Text for analysis -
Oh how I wish I could name that Doctor. We can’t even sue him because, well, the baby didn’t die and we were fortunate & experienced enough to follow our instincts. I have thought about reporting him to the Medical Board, but what can I possibly say? That he refused to monitor my blood pressure despite me having a history of hypertensive pregnancy? That my complex surgical history increased the risks of the pregnancy and he ignored it? That, when I presented to the hospital, the baby was in clear distress and he ignored it and even berated me for suggesting that he provide me with a basic level of care *that I was paying for*?
All he would have to say is that I was obese, had the audacity to be pregnant, and he’d get off the hook.
I am angry about it, and I don’t quite know how to deal with it other than to write. To seek the advice of friends, to put my story out there in the hope that I can heal not only from the psychological trauma of the last few years, but also from years of self-abuse, self-hatred and pushing people away because I don’t feel worthy. Because I have been made to feel unworthy for something I cannot change. Because no matter how smart, or funny, or skilled I am – I am nothing at the same time because I am not, and never will be thin.
I find myself getting bitter about people who have it easier. They can walk around the block & switch to Diet Pepsi for a month & lose weight. They can take the Special K challenge and get in their jeans. They get their decent health care, their uncomplicated pregnancies and their healthy babies. They get to keep their organs and abdomens intact. They get to go to the Doctor for serious ailments for a complex disorder and get taken seriously. And I feel resentful about it. I don’t want to be that bitter person, but I can’t help it. I just can’t seem to get over the feeling that it just doesn’t seem fair. I know intellectually that there are many much worse off than me, so I hate myself even more for letting it bother me. It’s fucking stressful.
I don’t want it to bother me. I want to feel fortunate to have survived very serious illness. I want to feel fortunate that my child lived. And of course, I do… and I hate myself for feeling like such a victim. I fucking hate perpetual victims… and yet, here I am… unable to move on.
And I found myself snarking at someone else’s legitimate fears, no matter how relatively minor they might be, and I realised that these experiences, whilst in many ways have broadened my horizons and given me opportunities to see the bigger picture, have in many ways, eaten away at my soul. How do I get it back? How do I get over something that was devastating and traumatic, in a way that allows me to be compassionate rather than bitter… especially when there is no resolution to the problem?
I know that the answer isn’t in changing my body, but I honestly have no idea where to begin.

Information provided -
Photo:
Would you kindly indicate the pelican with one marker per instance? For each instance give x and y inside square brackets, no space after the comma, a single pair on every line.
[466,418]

The task - Reproduce part of the post about weight bias in pregnancy care word for word, beginning at the words "I find myself" and stopping after "It’s fucking stressful.". The material can be set aside, since none of it is needed.

Answer box -
I find myself getting bitter about people who have it easier. They can walk around the block & switch to Diet Pepsi for a month & lose weight. They can take the Special K challenge and get in their jeans. They get their decent health care, their uncomplicated pregnancies and their healthy babies. They get to keep their organs and abdomens intact. They get to go to the Doctor for serious ailments for a complex disorder and get taken seriously. And I feel resentful about it. I don’t want to be that bitter person, but I can’t help it. I just can’t seem to get over the feeling that it just doesn’t seem fair. I know intellectually that there are many much worse off than me, so I hate myself even more for letting it bother me. It’s fucking stressful.